Data items:
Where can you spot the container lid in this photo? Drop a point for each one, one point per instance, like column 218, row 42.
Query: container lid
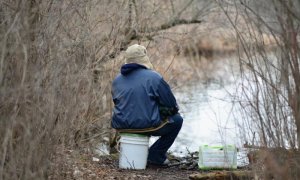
column 133, row 135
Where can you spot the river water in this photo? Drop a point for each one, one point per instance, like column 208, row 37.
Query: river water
column 209, row 111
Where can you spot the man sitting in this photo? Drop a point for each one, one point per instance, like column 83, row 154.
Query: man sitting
column 144, row 103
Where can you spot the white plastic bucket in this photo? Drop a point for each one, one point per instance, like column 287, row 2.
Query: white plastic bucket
column 133, row 151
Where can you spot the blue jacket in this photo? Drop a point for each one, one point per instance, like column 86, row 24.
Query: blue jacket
column 137, row 94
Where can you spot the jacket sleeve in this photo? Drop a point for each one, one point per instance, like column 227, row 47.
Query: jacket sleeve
column 166, row 97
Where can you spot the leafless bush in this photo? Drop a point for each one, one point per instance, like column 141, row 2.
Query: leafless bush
column 57, row 59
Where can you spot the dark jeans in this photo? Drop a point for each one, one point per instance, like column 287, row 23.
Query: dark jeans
column 168, row 133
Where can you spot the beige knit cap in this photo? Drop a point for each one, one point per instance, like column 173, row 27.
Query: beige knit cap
column 138, row 54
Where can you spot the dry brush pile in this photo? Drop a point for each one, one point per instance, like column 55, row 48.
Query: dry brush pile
column 57, row 60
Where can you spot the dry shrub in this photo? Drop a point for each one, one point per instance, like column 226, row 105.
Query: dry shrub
column 57, row 61
column 50, row 93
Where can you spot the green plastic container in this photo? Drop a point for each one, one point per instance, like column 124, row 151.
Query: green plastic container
column 217, row 157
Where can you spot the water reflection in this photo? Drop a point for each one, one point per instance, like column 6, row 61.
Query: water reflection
column 208, row 114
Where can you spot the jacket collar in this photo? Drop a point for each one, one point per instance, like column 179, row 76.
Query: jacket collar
column 128, row 68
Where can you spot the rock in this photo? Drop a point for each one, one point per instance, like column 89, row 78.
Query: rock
column 222, row 175
column 77, row 174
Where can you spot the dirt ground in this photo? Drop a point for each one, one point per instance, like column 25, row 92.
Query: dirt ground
column 71, row 164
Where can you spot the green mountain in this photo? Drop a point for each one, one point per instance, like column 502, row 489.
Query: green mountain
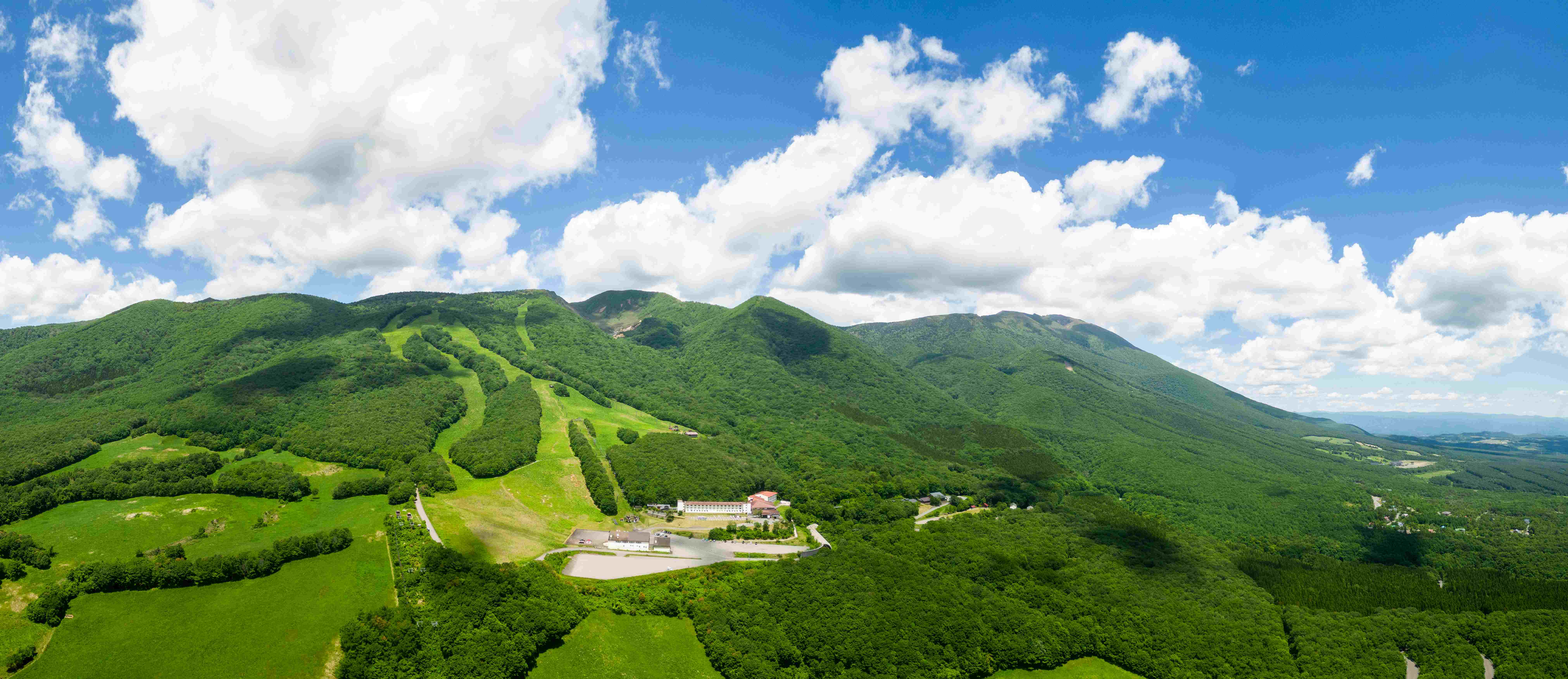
column 156, row 457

[What the task asks] Please render every line of the material above as a numbered list, skipping blank lines and leaving the pictures out.

[Problem solution]
1. Where can you spot the container lid in this photo? Drop a point for each one, one point per instance, like column 218, row 42.
2. Query: container lid
3. column 133, row 135
4. Where can you spot the river water in this photo? Drop a point for each one, one point per instance, like column 208, row 37.
5. Query: river water
6. column 209, row 111
7. Where can you spot the man sitting in this photo? Drop a point for each one, one point per instance, like column 83, row 154.
8. Query: man sitting
9. column 144, row 103
10. Where can you spot the white plastic bucket in this photo? Drop a point for each one, one point per instance, like column 287, row 2.
11. Query: white plastic bucket
12. column 133, row 151
13. Where can you spot the blue jacket in this photo? Drop a point for each one, one point per instance, like column 86, row 24.
14. Query: blue jacket
15. column 137, row 94
16. Where can you spot the jacket sleeve in this photo? Drop a point for each one, one point per instance, like column 227, row 47.
17. Query: jacket sleeve
18. column 166, row 97
19. Where can you spot the leafless bush in this photo? Drop a point for each one, one point per instance, like column 141, row 2.
20. Query: leafless bush
21. column 57, row 59
22. Where can you spot the dark jeans in this photo? Drop a point for each one, one point per instance, like column 287, row 23.
23. Query: dark jeans
24. column 168, row 133
25. Where can you spot the beige knit cap in this photo? Drop a point for each one, one point per instance, like column 173, row 27.
26. Query: beige knit cap
27. column 138, row 54
28. Where can you spot the dry brush pile in this photo? Drop a point for each one, one point per instance, like column 55, row 48.
29. Query: dry brush pile
30. column 57, row 60
31. Where can you spot the dry shrub in this photo? Drop a point for each one, one point per instance, like column 226, row 105.
32. Query: dry shrub
33. column 57, row 61
34. column 50, row 93
35. Where can you spot the green plastic container in this photo? Drop a point for each one, one point per instance, like column 124, row 151.
36. Query: green plastic container
37. column 217, row 157
38. Where can you spot the water reflection in this photo? Drop a point for each one, one point per instance, like column 6, row 61.
39. Query: water reflection
40. column 208, row 114
41. Where can you spot the jacket collar in this photo? Drop a point for each one, one point per instance, like column 179, row 76.
42. Query: jacket collar
43. column 128, row 68
44. Where can you spot the rock in this photo? Drop a point for each one, one point per instance, like column 89, row 78.
45. Query: rock
46. column 222, row 175
47. column 77, row 174
48. Where can you spot the dirt ground in this photo? Drop a point for each one, one point per instance, like column 25, row 92.
49. Query: dirt ground
50. column 71, row 164
51. Where can you spot the green mountain in this photo? Drop a point for each one, one point per instance, like column 502, row 489.
52. Query: green mountain
53. column 156, row 457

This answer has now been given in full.